**** DATA TO PROCESS ****
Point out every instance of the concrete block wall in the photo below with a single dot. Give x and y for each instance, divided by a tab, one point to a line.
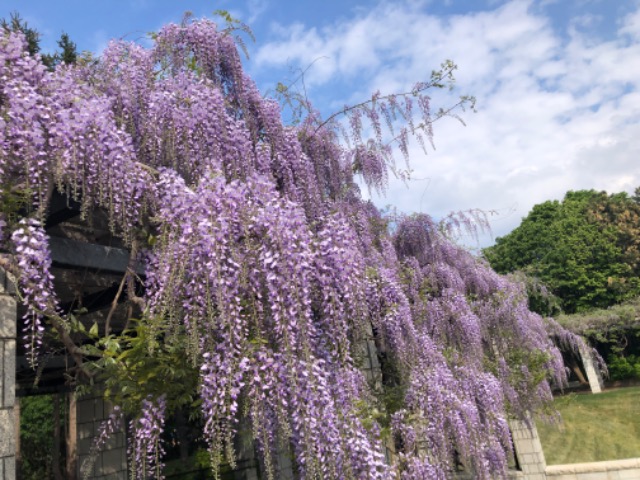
528	449
610	470
7	379
111	462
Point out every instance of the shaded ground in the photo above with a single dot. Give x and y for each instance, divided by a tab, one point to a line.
594	428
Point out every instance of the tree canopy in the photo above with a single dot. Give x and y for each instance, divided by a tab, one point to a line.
265	270
585	248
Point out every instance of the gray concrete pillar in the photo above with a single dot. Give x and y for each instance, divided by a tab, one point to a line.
7	379
593	374
528	449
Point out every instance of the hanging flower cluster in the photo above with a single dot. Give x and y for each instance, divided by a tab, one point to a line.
36	282
146	449
269	267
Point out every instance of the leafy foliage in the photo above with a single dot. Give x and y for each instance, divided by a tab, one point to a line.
265	270
584	249
615	332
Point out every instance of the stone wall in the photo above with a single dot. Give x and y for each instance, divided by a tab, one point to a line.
610	470
528	449
111	461
7	379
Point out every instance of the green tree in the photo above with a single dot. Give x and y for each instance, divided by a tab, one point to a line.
68	53
585	249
****
» **EXERCISE TASK**
Reproduce all of the lines above word for word, including every coordinate pair. Leave the pictures out of your copy.

» **WRITTEN RESPONSE**
Point out every instance of the concrete block wall in the photo below with a single dot. Give x and y for each instance, divided by a tab, one point to a line.
528	449
610	470
7	379
111	462
Point out every instance of the shaded ground in the photo above with a single dot. Give x and y for each instance, divided by a tab, one point to a line.
594	428
Point out every instance of the tree canopy in the photo above with a single dot. Give x and y for each instance, divided by a tab, one point to a line.
265	270
585	248
Point out every instance of the gray concrete pillar in the photo above with a single dot. Give x and y for each instance, divided by a tab, one point to a line.
7	379
593	374
528	449
Point out every instance of the hanging flower cluster in the photo above with a single dot. Give x and y for each instance, divided by a tab, one point to a line.
36	282
146	449
269	267
Point out every instance of the leafy foliage in the photo above with a single dot. Give x and y for each instance, divided by a tab, one point to a line.
265	270
584	249
615	332
Point out every instance of the stone wall in the photo above with a single dot. Give x and y for each instance, divided by a tab, one point to a line.
610	470
528	449
111	461
7	379
Point out every instance of the green tree in the photo above with a single dot. Give x and y for each instance, divided by a tab, one point to a line.
68	53
585	249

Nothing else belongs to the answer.